_TEXT EXCERPT_:
▼▼▼

August Lösch is recognized as an early innovator in the subject of the New Economic Geography, known for his contributions to regional and urban economics, as well as his influence in expanding regional economics. Lösch's early research was primarily focused on international trade and population economics, which guided him to his important contributions in regional development and on the location theory, rewriting these economic concepts from a spatial perspective. His works built upon and extended the work of contemporary German geographer Walter Christaller.

Lösch's scientific writings focused on issues of the economic consequences of population decline, the impact of population dynamics on business cycles and capital markets and economics of aging. At the start of the 1930s, Lösch began his research in economic trade, more specifically, comparative advantage, tariff barriers in trade, the relationship between demography and trade, the role of different taxation systems and monetary policy, as well as cross-border shipping. Soon after, he began his research in location theory and regional development and had his first publication discussing location theory in 1939 in an article called 'The Nature of Economic Regions'. Lösch's his research and findings on economic spatial interactions and structure were significant, as he was the first person to illustrate a full general equilibrium system explaining the interrelationship of all locations which was shown in his theory of economic regions. Furthermore, Lösch is also known for the way in which he studied economic spatial interactions and structures, as he typically began with abstract theoretical paradigms on regions and spatial-economic behavior rather than evidence-based formations, as previous economists had used.

▲▲▲

_SET OF TASKS_:
a) Render this sentence from the passage on August Lösch into Spanish: "His works built upon and extended the work of contemporary German geographer Walter Christaller."
b) Proceed with the passage on August Lösch, writing on from its final sentence.

_DATA SUPPLIED_:
▼▼▼

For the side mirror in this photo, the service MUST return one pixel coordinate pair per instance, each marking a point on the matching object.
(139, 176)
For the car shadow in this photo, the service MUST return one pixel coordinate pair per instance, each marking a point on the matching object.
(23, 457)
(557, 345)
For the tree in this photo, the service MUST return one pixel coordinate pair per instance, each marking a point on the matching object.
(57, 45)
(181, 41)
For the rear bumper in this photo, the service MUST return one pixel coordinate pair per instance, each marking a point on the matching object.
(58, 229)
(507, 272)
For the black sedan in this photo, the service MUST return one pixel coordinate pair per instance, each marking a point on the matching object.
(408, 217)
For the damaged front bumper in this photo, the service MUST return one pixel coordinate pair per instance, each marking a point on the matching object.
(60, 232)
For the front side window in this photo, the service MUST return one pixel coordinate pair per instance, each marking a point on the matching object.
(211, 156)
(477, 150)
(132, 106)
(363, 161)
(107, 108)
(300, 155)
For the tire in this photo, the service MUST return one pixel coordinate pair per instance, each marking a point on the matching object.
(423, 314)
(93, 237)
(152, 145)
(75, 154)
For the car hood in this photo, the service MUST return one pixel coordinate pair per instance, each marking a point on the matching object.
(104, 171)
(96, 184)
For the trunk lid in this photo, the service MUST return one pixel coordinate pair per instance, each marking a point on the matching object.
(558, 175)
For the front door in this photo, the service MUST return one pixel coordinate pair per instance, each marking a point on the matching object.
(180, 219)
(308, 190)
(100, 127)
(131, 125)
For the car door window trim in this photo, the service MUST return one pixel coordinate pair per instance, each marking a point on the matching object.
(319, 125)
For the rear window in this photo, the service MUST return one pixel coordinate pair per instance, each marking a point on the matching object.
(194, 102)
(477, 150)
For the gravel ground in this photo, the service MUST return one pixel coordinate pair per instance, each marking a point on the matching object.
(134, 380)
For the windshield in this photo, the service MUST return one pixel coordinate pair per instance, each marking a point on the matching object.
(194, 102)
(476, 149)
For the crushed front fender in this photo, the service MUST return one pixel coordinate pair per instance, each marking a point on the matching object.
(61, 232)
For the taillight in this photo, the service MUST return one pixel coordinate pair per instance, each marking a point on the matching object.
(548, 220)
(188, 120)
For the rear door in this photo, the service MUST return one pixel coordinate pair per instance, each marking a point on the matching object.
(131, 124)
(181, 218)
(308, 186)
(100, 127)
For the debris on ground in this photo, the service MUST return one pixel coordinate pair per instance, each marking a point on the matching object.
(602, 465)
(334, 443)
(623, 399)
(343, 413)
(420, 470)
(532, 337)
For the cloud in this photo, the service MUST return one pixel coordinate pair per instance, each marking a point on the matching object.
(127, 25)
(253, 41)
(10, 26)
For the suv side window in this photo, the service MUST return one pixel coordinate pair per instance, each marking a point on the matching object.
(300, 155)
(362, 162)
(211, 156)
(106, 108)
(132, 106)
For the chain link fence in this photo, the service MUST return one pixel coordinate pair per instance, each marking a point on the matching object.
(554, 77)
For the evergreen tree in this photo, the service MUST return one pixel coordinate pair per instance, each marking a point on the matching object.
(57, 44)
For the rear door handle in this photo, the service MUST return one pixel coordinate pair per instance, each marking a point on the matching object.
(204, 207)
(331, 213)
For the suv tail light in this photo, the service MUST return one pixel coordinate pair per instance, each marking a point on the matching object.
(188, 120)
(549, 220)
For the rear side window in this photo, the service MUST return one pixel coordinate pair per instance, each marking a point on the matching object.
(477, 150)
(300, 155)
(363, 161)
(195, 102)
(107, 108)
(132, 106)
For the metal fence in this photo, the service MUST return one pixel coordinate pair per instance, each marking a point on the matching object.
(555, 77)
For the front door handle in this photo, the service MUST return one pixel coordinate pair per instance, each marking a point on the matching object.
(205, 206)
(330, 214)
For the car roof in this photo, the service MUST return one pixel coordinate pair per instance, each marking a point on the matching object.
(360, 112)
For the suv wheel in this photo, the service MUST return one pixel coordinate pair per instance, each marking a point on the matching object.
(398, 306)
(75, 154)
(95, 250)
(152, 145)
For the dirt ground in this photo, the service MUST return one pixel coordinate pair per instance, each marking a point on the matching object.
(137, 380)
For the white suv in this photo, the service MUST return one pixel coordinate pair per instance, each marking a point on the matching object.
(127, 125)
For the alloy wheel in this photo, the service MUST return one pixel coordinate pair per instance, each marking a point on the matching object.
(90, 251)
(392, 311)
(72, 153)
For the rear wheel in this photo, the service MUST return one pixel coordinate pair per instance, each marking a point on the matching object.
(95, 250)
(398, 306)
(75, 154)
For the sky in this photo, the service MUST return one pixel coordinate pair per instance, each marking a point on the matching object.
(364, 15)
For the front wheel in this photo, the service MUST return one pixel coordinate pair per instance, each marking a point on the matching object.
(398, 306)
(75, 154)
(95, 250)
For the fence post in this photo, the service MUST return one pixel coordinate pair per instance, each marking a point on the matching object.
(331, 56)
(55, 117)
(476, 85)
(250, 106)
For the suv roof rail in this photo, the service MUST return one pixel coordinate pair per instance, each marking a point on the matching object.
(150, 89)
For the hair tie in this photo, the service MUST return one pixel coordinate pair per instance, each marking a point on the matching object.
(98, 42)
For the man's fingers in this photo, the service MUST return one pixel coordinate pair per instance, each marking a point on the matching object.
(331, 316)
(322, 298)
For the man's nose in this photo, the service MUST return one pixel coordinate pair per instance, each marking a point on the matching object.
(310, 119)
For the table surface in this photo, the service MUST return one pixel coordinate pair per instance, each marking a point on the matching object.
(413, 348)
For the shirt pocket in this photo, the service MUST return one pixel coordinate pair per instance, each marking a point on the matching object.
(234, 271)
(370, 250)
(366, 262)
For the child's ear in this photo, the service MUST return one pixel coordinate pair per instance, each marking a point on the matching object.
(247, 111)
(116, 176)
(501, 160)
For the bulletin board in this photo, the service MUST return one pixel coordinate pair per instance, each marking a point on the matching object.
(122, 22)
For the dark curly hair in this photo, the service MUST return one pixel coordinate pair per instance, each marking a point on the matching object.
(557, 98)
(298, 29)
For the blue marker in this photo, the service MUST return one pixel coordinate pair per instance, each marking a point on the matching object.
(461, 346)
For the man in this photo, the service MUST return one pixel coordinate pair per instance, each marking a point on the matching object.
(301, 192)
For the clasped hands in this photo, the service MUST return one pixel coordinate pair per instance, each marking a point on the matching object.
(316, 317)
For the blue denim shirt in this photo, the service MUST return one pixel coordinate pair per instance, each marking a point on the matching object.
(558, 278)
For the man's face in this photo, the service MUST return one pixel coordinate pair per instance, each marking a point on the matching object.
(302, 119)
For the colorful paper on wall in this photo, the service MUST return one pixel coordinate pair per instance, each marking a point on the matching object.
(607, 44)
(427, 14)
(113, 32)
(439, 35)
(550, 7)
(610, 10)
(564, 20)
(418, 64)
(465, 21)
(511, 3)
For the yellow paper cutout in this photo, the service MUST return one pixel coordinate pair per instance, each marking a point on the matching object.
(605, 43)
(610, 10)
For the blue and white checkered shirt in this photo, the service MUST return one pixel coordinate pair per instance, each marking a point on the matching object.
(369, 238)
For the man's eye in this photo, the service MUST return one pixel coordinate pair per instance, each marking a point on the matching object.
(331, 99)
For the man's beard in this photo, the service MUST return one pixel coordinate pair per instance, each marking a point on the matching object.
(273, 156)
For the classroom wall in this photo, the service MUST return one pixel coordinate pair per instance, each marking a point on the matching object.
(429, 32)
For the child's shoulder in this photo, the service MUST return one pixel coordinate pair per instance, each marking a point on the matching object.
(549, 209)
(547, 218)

▲▲▲

_RESULTS BY TASK_:
a) Sus obras se basaron en el trabajo del geógrafo alemán contemporáneo Walter Christaller y lo ampliaron.

b)
Overall, Lösch made a plenitude of significant findings in the world of economics, but his main contributions were to regional economics, specifically, pioneering the location theory, spatial equilibrium analysis and hierarchical spatial systems displaying a hexagonal pattern.

==Bibliography==
- Lösch, August (1930). "Eine Auseinandersetzung über das Transferproblem"
- Lösch, August (1940). "Die räumliche Ordnung der Wirtschaft: Eine Untersuchung über Standort, Wirtschaftsgebiete und internationalen Handel"
- Lösch, August (1954). "The economics of location"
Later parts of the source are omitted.